> [READING TEXT]:
-- -- --

State taxes
States have historic amounts of leftover cash
August 25, 2022
A quirky law calls on Massachusetts to send back billions of tax dollars this year. Passed in 1986, it orders the state to refund taxpayers when revenue growth outpaces wage growth. For the first time since 1987 it has been triggered. Massachusetts must return up to $3bn, 7% of tax revenue.
Massachusetts is not alone in raking in a surplus. States across the country have smashed revenue records in the past fiscal year. According to the Pew Charitable Trusts, a non-profit outfit, state governments saved $217.1bn in 2021, exceeding the 2019 record by nearly $100bn.
Why the bonanza? An influx of federal dollars during the pandemic spared states from spending savings. Sales-tax revenues soared as federal stimulus cheques, tax credits and unemployment benefits gave people money to spend. Inflation helped, too. Not only did it boost the price of goods, which increased sales-tax revenues; it also raised salaries, in nominal terms, moving people into higher tax brackets.

-- -- --

> [ENTRIES SUPPLIED]:
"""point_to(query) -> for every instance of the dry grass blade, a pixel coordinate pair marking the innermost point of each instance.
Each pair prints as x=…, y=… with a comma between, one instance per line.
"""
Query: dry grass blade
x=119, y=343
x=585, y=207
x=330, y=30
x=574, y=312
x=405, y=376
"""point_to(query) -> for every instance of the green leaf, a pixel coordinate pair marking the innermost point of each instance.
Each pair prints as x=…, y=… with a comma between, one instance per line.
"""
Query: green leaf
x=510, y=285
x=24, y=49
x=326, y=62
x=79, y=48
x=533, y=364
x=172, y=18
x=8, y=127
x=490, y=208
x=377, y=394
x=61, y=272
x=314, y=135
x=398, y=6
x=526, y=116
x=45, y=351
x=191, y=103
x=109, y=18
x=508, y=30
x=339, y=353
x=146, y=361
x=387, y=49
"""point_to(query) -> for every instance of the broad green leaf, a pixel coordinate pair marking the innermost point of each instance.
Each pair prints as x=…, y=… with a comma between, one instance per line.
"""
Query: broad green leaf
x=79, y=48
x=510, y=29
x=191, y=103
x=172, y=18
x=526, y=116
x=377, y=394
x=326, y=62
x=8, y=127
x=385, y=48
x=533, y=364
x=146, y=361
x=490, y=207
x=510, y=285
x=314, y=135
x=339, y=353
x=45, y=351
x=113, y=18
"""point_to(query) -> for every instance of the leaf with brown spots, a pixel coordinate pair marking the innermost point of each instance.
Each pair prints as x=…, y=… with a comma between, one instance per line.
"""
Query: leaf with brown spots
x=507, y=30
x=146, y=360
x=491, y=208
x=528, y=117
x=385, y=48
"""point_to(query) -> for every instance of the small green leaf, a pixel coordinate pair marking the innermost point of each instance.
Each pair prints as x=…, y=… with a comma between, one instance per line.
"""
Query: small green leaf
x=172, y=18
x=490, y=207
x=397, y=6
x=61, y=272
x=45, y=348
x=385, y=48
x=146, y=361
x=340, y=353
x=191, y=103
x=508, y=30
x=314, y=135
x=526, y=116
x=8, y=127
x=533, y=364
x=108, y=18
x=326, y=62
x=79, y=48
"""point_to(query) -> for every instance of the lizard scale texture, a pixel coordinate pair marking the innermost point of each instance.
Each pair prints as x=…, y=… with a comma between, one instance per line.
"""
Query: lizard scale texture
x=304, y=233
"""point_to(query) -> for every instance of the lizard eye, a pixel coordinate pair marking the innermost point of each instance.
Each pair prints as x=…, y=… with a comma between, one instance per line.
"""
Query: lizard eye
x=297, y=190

-- -- --

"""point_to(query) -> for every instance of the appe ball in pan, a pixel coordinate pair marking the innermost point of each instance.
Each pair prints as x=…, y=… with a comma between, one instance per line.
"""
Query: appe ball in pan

-- -- --

> [EXERCISE REQUIREMENTS]:
**a.** Answer these questions about the article on state taxes, one per line:
(i) In what year was the Massachusetts refund law passed?
(ii) According to the Pew Charitable Trusts, how much did state governments save in 2021?
(iii) What three things gave people money to spend and sent sales-tax revenues soaring?
**b.** Repeat everything in the article on state taxes from "Massachusetts is not" down to "higher tax brackets.".
You can do this work without the records.

> [TASK SOLUTIONS]:
**a.**
(i) 1986
(ii) $217.1bn
(iii) Federal stimulus cheques, tax credits and unemployment benefits

**b.**
Massachusetts is not alone in raking in a surplus. States across the country have smashed revenue records in the past fiscal year. According to the Pew Charitable Trusts, a non-profit outfit, state governments saved $217.1bn in 2021, exceeding the 2019 record by nearly $100bn.
Why the bonanza? An influx of federal dollars during the pandemic spared states from spending savings. Sales-tax revenues soared as federal stimulus cheques, tax credits and unemployment benefits gave people money to spend. Inflation helped, too. Not only did it boost the price of goods, which increased sales-tax revenues; it also raised salaries, in nominal terms, moving people into higher tax brackets.